Comment les jeunes diplômés vivent-ils leurs premiers pas sur le marché du travail, et quelles stratégies les employeurs adoptent-ils pour attirer et retenir les NextGenners? Deux jeunes talents de Moore Belgium et de la Loterie Nationale partagent leurs expériences et leurs points de vue avec les gestionnaires du capital humain de leurs employeurs. Ans De Vos, professeure et experte en ressources humaines, apporte son éclairage. À ses yeux, “les employeurs doivent remettre en question leurs méthodes de recrutement”.
Avez-vous éprouvé des difficultés à décrocher votre premier emploi?
Camille Houtave (Associate Tax & Legal chez Moore): “Cela s'est passé étonnamment bien, probablement parce que j'ai postulé de manière très ciblée. Au total, j'ai envoyé deux lettres de candidature! Je cherchais un emploi qui corresponde à mes centres d'intérêt et à mes masters en droit et en management général. Moore fut la première entreprise à me convoquer pour un entretien. L'ensemble de la procédure de recrutement s’est révélée une expérience positive pour moi.”
Dans le passé, pour de nombreuses personnes, le travail passait avant tout. Aujourd'hui, la plupart des gens cherchent à concilier travail et vie privée.
Jorn Claes (Retail Lottery Shop Coordinator à la Loterie Nationale): “J’ai moi aussi joué de chance. J'ai travaillé en tant qu'étudiant dans l'un des Lottery Shops de la Loterie Nationale. Lorsque j'ai décroché mon diplôme, un nouveau poste s'est libéré pour soutenir la gestion de ces boutiques. Le profil demandé correspondait à mon diplôme en sciences commerciales et, grâce à mon job d'étudiant, je connaissais déjà un peu l'entreprise. Cet élément a joué en ma faveur.”
En tant qu'employeur, quel défi représente le recrutement de jeunes diplômés?
Mireille Coudron (Human Capital Director chez Moore Belgium): “Nous devons déployer des efforts considérables pour recruter de jeunes talents, surtout si vous comparez cela aux résultats obtenus. Un exemple? Notre implication dans les initiatives d'employer branding a permis de recueillir plus de 1.800 CV l'année dernière. Parmi ceux-ci, nous avons retenu 420 candidats, nous les avons contactés individuellement et invités à participer à une procédure de sélection. Celle-ci s'est traduite par 47 recrutements, soit exactement le nombre que nous avions prévu. Nous parvenons donc à recruter de manière qualitative, mais nos recruteurs travaillent dur pour cela.”
Petra Vandendriessche (Head of HR à la Loterie Nationale): “Nous ne travaillons pas avec des objectifs ou une liste de contrôle stricte. La recherche de la perle rare, c'est-à-dire de la personne qui possède exactement l'expérience et les compétences requises, c’est du passé! Ces derniers temps, nous avons placé l'accent sur les stages. Ceux-ci nous offrent l’occasion d'entrer en contact avec des jeunes que nous pouvons former. Les bonnes expériences avec les stagiaires débouchent de plus en plus souvent sur un recrutement permanent. Pour nous, les stages sont aussi un moyen de recruter.”

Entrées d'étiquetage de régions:
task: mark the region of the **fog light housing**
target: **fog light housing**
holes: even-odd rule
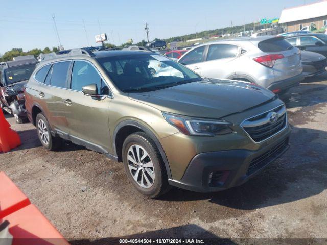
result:
[[[229,175],[229,171],[211,172],[209,174],[209,186],[211,187],[215,187],[224,185]]]

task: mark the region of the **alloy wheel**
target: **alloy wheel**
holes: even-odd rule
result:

CONSIGNE: Pouvez-vous résumer en trois phrases le texte sur les jeunes diplômés présenté plus haut ?

RÉPONSE: Deux jeunes talents de Moore Belgium et de la Loterie Nationale évoquent leurs débuts sur le marché du travail aux côtés des gestionnaires du capital humain de leurs employeurs, tandis que la professeure Ans De Vos estime que les employeurs doivent remettre en question leurs méthodes de recrutement. Camille Houtave a trouvé son poste chez Moore après seulement deux candidatures très ciblées, et Jorn Claes a obtenu le sien à la Loterie Nationale grâce à son diplôme et à son job d'étudiant dans l'un de ses Lottery Shops. Côté employeurs, Moore Belgium a recruté 47 personnes sur plus de 1.800 CV au prix d'efforts considérables, alors que la Loterie Nationale mise désormais sur les stages comme moyen de recrutement.